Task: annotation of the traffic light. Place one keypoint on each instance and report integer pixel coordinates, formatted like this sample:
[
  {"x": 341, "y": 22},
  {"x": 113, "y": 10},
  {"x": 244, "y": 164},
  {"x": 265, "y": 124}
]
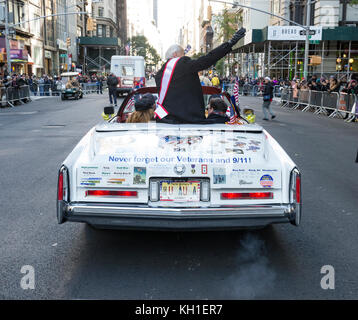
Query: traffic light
[{"x": 91, "y": 24}]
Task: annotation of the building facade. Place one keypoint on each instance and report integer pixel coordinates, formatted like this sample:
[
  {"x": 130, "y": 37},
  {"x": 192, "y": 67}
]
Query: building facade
[
  {"x": 142, "y": 18},
  {"x": 54, "y": 36},
  {"x": 334, "y": 52}
]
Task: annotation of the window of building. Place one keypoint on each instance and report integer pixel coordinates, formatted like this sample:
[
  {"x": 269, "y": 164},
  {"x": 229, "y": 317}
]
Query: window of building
[
  {"x": 99, "y": 30},
  {"x": 79, "y": 31}
]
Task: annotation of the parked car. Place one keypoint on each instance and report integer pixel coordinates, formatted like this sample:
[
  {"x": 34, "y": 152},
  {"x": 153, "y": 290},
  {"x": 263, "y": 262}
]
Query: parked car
[{"x": 71, "y": 87}]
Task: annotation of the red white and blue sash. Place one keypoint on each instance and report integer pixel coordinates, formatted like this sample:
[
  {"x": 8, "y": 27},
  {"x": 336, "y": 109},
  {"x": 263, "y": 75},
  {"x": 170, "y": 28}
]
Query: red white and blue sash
[{"x": 160, "y": 111}]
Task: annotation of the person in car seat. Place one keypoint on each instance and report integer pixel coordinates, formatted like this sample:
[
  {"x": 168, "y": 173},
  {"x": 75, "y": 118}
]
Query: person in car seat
[
  {"x": 217, "y": 111},
  {"x": 144, "y": 110}
]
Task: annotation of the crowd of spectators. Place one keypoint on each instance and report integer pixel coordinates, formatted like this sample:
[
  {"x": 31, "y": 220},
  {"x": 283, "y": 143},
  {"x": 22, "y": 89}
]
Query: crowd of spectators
[{"x": 45, "y": 85}]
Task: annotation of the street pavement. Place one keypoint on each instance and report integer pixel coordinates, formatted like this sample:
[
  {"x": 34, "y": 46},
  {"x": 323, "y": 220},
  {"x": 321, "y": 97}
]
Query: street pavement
[{"x": 74, "y": 261}]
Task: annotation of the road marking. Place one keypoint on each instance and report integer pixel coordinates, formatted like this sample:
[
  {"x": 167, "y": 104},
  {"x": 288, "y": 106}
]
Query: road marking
[
  {"x": 17, "y": 113},
  {"x": 54, "y": 126}
]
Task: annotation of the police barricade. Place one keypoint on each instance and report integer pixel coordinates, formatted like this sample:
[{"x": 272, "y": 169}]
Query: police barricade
[
  {"x": 330, "y": 102},
  {"x": 229, "y": 88},
  {"x": 24, "y": 94},
  {"x": 315, "y": 102},
  {"x": 246, "y": 89},
  {"x": 352, "y": 103},
  {"x": 88, "y": 88},
  {"x": 17, "y": 94},
  {"x": 3, "y": 97},
  {"x": 286, "y": 97},
  {"x": 277, "y": 91},
  {"x": 303, "y": 99},
  {"x": 43, "y": 90},
  {"x": 344, "y": 106}
]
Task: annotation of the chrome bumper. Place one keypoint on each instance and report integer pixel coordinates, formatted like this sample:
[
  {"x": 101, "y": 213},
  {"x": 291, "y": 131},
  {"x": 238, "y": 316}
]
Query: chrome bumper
[{"x": 143, "y": 217}]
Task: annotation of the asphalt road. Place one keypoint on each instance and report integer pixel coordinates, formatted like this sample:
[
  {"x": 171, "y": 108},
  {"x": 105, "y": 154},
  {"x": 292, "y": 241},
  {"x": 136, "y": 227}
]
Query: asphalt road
[{"x": 73, "y": 261}]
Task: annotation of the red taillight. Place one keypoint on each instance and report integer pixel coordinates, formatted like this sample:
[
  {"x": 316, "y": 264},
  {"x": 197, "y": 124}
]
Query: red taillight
[
  {"x": 110, "y": 193},
  {"x": 247, "y": 195},
  {"x": 298, "y": 189},
  {"x": 60, "y": 187}
]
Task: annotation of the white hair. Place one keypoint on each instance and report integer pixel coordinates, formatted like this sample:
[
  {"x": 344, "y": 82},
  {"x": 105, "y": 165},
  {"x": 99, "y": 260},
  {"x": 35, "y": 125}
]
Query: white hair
[{"x": 175, "y": 48}]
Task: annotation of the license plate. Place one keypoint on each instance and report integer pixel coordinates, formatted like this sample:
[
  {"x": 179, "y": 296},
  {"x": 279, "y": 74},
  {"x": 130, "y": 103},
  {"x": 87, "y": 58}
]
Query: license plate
[{"x": 179, "y": 191}]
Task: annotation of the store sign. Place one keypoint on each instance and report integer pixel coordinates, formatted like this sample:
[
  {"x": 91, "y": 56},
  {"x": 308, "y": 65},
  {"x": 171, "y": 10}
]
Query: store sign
[
  {"x": 48, "y": 54},
  {"x": 61, "y": 45},
  {"x": 293, "y": 33}
]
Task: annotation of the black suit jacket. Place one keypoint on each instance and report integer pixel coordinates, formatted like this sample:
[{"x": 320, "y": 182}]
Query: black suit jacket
[{"x": 184, "y": 100}]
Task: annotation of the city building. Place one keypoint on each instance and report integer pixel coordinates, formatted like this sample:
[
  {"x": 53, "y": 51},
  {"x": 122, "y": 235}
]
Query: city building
[
  {"x": 278, "y": 48},
  {"x": 54, "y": 36},
  {"x": 100, "y": 37},
  {"x": 144, "y": 22}
]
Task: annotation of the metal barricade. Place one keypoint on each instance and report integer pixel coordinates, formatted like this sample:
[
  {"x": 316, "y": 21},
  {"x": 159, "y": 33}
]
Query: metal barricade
[
  {"x": 246, "y": 89},
  {"x": 3, "y": 97},
  {"x": 344, "y": 106},
  {"x": 330, "y": 102},
  {"x": 286, "y": 97},
  {"x": 17, "y": 94},
  {"x": 315, "y": 102},
  {"x": 303, "y": 99},
  {"x": 277, "y": 91},
  {"x": 229, "y": 88},
  {"x": 353, "y": 109},
  {"x": 88, "y": 88}
]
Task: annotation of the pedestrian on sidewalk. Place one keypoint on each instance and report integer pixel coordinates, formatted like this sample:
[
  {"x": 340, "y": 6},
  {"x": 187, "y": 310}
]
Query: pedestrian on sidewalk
[
  {"x": 112, "y": 83},
  {"x": 267, "y": 97}
]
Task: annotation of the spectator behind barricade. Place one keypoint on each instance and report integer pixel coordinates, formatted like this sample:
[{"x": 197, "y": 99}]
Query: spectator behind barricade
[
  {"x": 215, "y": 81},
  {"x": 112, "y": 83},
  {"x": 351, "y": 87},
  {"x": 334, "y": 85},
  {"x": 312, "y": 83},
  {"x": 324, "y": 84},
  {"x": 144, "y": 110},
  {"x": 267, "y": 99},
  {"x": 294, "y": 86},
  {"x": 204, "y": 80},
  {"x": 217, "y": 111},
  {"x": 99, "y": 84}
]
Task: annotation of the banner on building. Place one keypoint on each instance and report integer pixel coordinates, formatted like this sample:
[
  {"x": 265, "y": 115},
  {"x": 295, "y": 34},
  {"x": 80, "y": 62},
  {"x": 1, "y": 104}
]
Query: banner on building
[{"x": 293, "y": 33}]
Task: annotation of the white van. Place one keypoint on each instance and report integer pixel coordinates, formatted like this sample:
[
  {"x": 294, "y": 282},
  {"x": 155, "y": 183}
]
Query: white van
[{"x": 130, "y": 71}]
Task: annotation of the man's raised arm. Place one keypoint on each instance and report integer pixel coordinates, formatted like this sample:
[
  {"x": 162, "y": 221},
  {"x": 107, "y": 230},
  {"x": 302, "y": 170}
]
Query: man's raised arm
[{"x": 216, "y": 54}]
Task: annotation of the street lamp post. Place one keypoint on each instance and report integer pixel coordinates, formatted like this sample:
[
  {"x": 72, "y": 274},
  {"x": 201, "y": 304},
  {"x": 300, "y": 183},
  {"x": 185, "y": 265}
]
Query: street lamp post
[
  {"x": 7, "y": 41},
  {"x": 307, "y": 43}
]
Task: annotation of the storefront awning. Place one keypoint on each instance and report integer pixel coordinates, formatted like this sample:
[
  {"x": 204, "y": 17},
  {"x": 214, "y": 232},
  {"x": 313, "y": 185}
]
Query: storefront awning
[{"x": 29, "y": 59}]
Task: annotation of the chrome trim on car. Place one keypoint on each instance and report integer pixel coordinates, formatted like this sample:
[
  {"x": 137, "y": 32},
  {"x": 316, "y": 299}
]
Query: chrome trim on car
[{"x": 86, "y": 209}]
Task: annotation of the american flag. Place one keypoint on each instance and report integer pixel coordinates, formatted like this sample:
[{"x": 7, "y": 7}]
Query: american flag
[
  {"x": 128, "y": 47},
  {"x": 232, "y": 115},
  {"x": 131, "y": 104},
  {"x": 236, "y": 93}
]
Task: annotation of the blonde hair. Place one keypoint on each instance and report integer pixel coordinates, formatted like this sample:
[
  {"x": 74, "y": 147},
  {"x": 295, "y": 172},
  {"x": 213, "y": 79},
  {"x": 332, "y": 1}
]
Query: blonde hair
[{"x": 141, "y": 116}]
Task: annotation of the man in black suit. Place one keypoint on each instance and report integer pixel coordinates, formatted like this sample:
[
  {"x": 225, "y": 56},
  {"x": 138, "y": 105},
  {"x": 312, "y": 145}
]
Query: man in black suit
[
  {"x": 217, "y": 111},
  {"x": 184, "y": 99}
]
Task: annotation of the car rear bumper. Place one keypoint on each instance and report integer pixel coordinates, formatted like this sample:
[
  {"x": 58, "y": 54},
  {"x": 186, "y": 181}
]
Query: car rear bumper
[{"x": 143, "y": 217}]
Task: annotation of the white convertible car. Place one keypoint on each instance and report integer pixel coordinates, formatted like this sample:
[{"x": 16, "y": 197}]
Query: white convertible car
[{"x": 178, "y": 177}]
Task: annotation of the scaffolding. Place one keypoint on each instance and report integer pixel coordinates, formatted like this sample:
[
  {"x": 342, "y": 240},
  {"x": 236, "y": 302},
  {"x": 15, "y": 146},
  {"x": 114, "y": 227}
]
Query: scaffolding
[{"x": 285, "y": 59}]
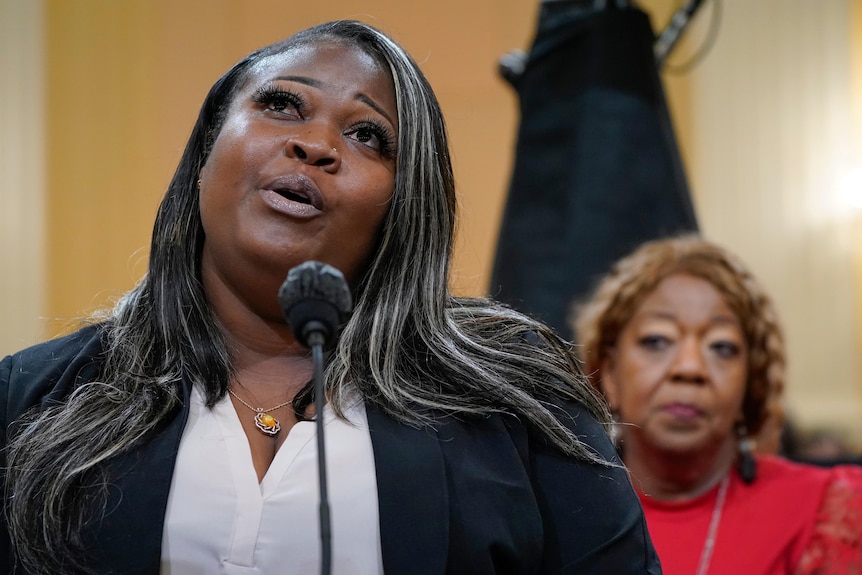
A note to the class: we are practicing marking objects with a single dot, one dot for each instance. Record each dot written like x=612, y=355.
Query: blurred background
x=98, y=96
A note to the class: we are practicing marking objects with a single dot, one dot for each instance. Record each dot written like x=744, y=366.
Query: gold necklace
x=709, y=544
x=264, y=421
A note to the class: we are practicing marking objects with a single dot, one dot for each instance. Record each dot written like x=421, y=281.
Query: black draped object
x=597, y=169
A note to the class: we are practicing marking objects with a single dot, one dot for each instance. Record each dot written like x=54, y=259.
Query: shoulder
x=48, y=370
x=834, y=543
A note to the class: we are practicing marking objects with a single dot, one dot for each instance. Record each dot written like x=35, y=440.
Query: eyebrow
x=719, y=319
x=318, y=84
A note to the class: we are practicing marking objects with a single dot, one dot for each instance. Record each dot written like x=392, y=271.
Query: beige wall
x=760, y=121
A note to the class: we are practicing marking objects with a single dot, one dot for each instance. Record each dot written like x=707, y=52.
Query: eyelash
x=383, y=134
x=276, y=98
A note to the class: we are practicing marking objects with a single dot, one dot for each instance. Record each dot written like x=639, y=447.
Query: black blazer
x=479, y=496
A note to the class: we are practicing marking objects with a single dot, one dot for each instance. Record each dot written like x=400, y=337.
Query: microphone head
x=315, y=299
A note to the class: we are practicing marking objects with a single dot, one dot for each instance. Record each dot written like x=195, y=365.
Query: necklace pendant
x=267, y=423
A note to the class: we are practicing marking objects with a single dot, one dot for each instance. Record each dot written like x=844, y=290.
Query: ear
x=607, y=380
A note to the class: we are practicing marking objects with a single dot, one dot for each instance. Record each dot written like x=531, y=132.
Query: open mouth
x=293, y=196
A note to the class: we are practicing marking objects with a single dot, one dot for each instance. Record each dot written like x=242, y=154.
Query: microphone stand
x=316, y=341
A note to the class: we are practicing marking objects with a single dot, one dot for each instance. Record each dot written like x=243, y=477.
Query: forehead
x=331, y=64
x=690, y=296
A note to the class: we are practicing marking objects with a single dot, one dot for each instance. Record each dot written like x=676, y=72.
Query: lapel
x=130, y=535
x=412, y=495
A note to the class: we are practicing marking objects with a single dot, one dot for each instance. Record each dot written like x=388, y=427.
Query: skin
x=677, y=375
x=300, y=171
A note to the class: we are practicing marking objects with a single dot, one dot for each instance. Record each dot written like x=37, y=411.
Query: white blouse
x=219, y=519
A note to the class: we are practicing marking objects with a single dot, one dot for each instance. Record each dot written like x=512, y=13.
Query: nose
x=314, y=148
x=688, y=363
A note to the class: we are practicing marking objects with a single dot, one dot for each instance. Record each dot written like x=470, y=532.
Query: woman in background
x=686, y=346
x=175, y=436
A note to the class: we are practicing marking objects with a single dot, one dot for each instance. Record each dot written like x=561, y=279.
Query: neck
x=266, y=359
x=675, y=476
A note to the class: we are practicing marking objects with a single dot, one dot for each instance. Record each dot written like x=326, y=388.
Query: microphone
x=314, y=300
x=669, y=36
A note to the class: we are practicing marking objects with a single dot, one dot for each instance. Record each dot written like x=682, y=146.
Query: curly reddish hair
x=599, y=320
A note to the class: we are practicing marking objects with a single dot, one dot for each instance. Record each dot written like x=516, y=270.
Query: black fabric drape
x=597, y=169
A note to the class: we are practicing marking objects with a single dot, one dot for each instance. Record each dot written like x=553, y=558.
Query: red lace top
x=793, y=519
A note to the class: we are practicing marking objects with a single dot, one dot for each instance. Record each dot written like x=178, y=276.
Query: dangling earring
x=745, y=463
x=614, y=431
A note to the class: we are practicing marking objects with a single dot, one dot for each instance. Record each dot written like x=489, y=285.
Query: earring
x=613, y=429
x=745, y=463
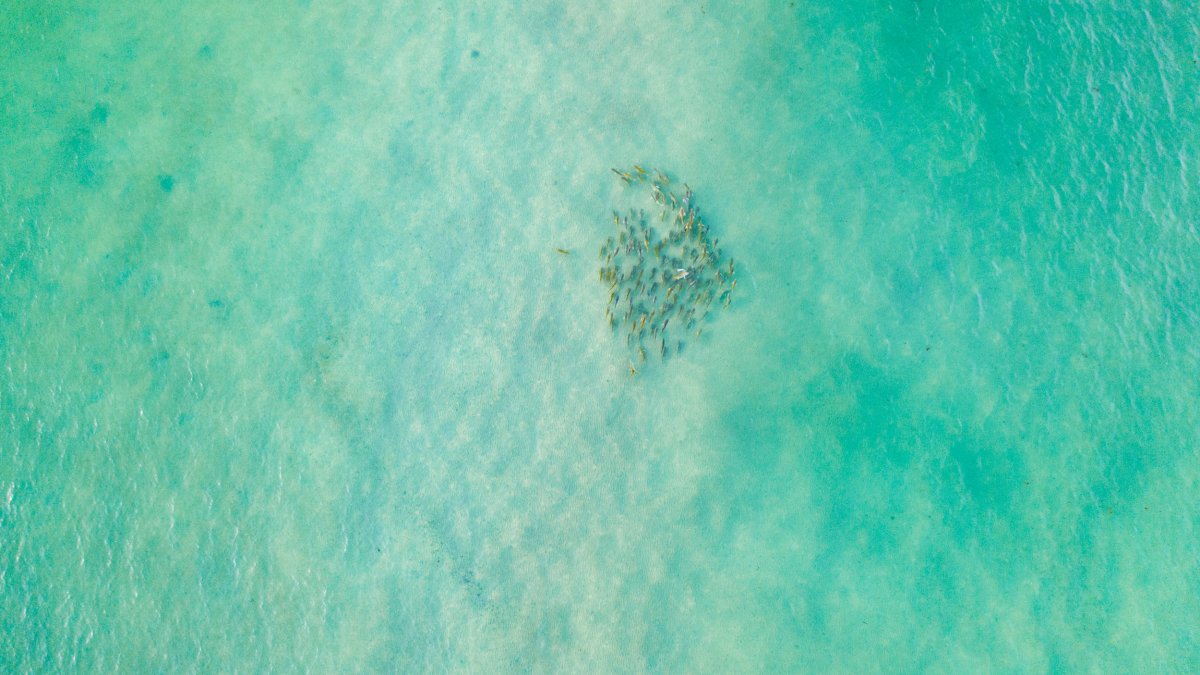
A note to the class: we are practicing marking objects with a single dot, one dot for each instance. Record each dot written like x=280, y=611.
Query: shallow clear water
x=294, y=378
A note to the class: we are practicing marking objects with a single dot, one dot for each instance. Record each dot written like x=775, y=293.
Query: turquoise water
x=293, y=378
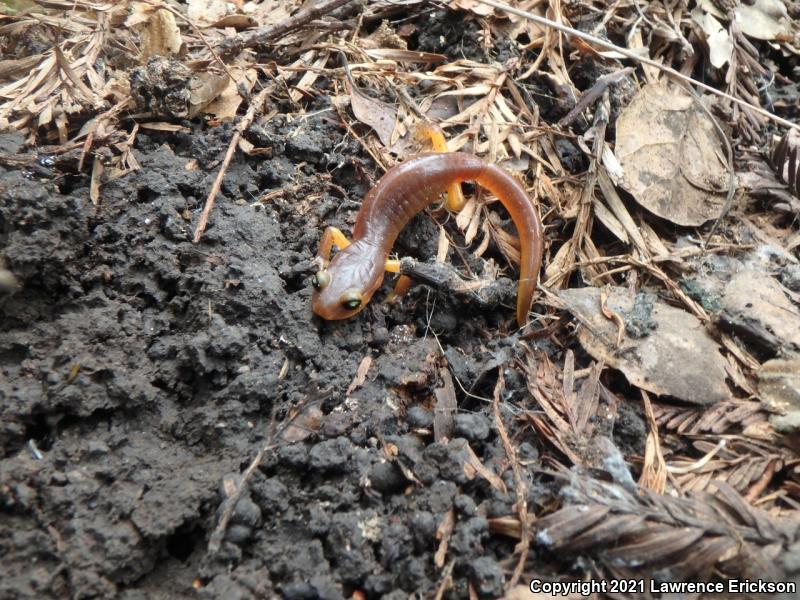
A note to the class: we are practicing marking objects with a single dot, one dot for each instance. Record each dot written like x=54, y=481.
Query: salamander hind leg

**Exercise goal**
Please transcribe only the lines in the records above running from the line that has "Query: gold necklace" through the line that has "like x=531, y=132.", both included, exactly as they appear.

**Task solution**
Query: gold necklace
x=709, y=544
x=264, y=421
A note to the class: we are practicing marking objects with a single dot, one dot for each instance. Record each dot written like x=421, y=281.
Query: black draped object
x=597, y=169
A note to the class: we are practicing marking objects with a single dot, one dot for each instance. Record each dot written like x=54, y=259.
Query: shoulder
x=48, y=370
x=834, y=543
A note to the class: we are practicing marking objects with a single dot, one dot for each instance. Record each dot written like x=35, y=440.
Query: eyebrow
x=719, y=319
x=318, y=84
A note to the class: we are practicing marking objects with a single dot, one dot for each instance. Record each dot written like x=392, y=271.
Query: beige wall
x=760, y=121
A note to the class: we are practicing marking objects with a single dot, one dot for each instance. Record each dot written like x=707, y=52.
Query: eyelash
x=383, y=134
x=276, y=98
A note to the class: we are practicing marking objects with a single dot, one dot for each instance. Record each dot written like x=639, y=447.
Query: black blazer
x=479, y=496
A note to the class: we are practicing marking objects with a single dot, one dot for each instance. Record each dot written like x=400, y=337.
Query: microphone head
x=315, y=299
A note to the class: we are practicing marking objects with a single dot, one dot for each instance. Record each dot written like x=195, y=365.
Query: necklace pendant
x=267, y=423
A note to the class: we are practicing marking objects with a single dot, one dot for each instance. Record each dot written like x=844, y=290.
Query: ear
x=607, y=380
A note to the class: we are practicing marking objects with a single dot, one dot for each instance. Record each dot written like x=531, y=132.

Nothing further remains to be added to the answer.